- [WHAT THE TASK REQUIRES]:
Write each of the records out again exactly.

- [EXERCISE MATERIALS]:
★ ★ ★

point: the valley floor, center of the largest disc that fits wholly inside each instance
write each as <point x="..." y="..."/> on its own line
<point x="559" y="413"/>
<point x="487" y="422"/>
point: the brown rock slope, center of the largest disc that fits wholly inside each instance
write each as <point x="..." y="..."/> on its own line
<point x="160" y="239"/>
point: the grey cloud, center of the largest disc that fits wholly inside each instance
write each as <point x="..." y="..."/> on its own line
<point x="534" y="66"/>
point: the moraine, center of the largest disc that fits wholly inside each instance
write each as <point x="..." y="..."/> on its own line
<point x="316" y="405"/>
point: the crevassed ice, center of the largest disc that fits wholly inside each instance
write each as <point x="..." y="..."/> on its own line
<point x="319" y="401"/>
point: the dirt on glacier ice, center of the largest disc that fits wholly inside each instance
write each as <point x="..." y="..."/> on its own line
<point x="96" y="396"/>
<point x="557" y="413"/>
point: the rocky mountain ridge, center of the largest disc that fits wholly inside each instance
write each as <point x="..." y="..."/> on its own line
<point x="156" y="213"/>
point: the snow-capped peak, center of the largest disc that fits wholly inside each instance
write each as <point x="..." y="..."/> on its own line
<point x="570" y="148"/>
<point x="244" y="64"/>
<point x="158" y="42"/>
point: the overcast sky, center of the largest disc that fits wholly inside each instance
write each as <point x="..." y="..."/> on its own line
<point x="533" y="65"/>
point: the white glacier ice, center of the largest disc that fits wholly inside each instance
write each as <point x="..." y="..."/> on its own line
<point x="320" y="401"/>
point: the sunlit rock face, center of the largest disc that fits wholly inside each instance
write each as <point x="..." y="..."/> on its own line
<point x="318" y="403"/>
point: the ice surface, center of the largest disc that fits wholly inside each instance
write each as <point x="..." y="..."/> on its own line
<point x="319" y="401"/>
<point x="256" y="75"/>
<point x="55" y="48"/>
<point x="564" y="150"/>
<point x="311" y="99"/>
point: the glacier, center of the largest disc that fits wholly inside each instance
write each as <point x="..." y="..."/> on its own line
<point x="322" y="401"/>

★ ★ ★

- [WRITTEN ANSWER]:
point: the valley floor, center of the largest disc that fits wholly inside each instance
write each as <point x="..." y="..."/> on its own line
<point x="559" y="413"/>
<point x="487" y="422"/>
point: the brown rock slope, center of the largest disc that fits wholly inside each instance
write each as <point x="..." y="..."/> on its own line
<point x="160" y="239"/>
point: the grey cloud, center of the largest disc that fits wholly inside each instance
write each as <point x="..." y="..."/> on its own line
<point x="534" y="66"/>
point: the moraine, center of the largest disc that fits wholly inside each instance
write each as <point x="..." y="..."/> on its own line
<point x="316" y="405"/>
point: the crevassed ice, center of the largest disc that fits wholly inside each instance
write each as <point x="..." y="..."/> on its own line
<point x="319" y="401"/>
point: the dirt on glacier ice, center of the largest disc that fits wholly inside each instance
write each as <point x="..." y="..."/> on its own line
<point x="96" y="396"/>
<point x="557" y="413"/>
point: the rocky mountain ridge, center of the largest disc that fits wholly inside each instance
write each as <point x="..." y="..."/> on its own line
<point x="156" y="213"/>
point: the snow-capped peak, center of the largest disc that fits wholly inside each instance
write each as <point x="..." y="..."/> on its own line
<point x="570" y="148"/>
<point x="244" y="64"/>
<point x="158" y="42"/>
point: the overcast sky, center of the largest disc that fits wholly inside each instance
write each as <point x="..." y="..."/> on its own line
<point x="533" y="65"/>
point: the white glacier ice, center of the largest disc that fits wholly inside each instance
write each as <point x="..." y="..."/> on its own line
<point x="320" y="401"/>
point: the sunlit rock face, center of the largest disc that fits wholly inside each instance
write each as <point x="..." y="..."/> on its own line
<point x="318" y="403"/>
point: the ice surface, center of the largest disc that fits wholly inside each instance
write each as <point x="..." y="..."/> on its own line
<point x="319" y="401"/>
<point x="256" y="75"/>
<point x="55" y="48"/>
<point x="564" y="150"/>
<point x="311" y="99"/>
point: the glacier, center of the largest disc that fits wholly inside each instance
write each as <point x="..." y="..."/> on its own line
<point x="322" y="401"/>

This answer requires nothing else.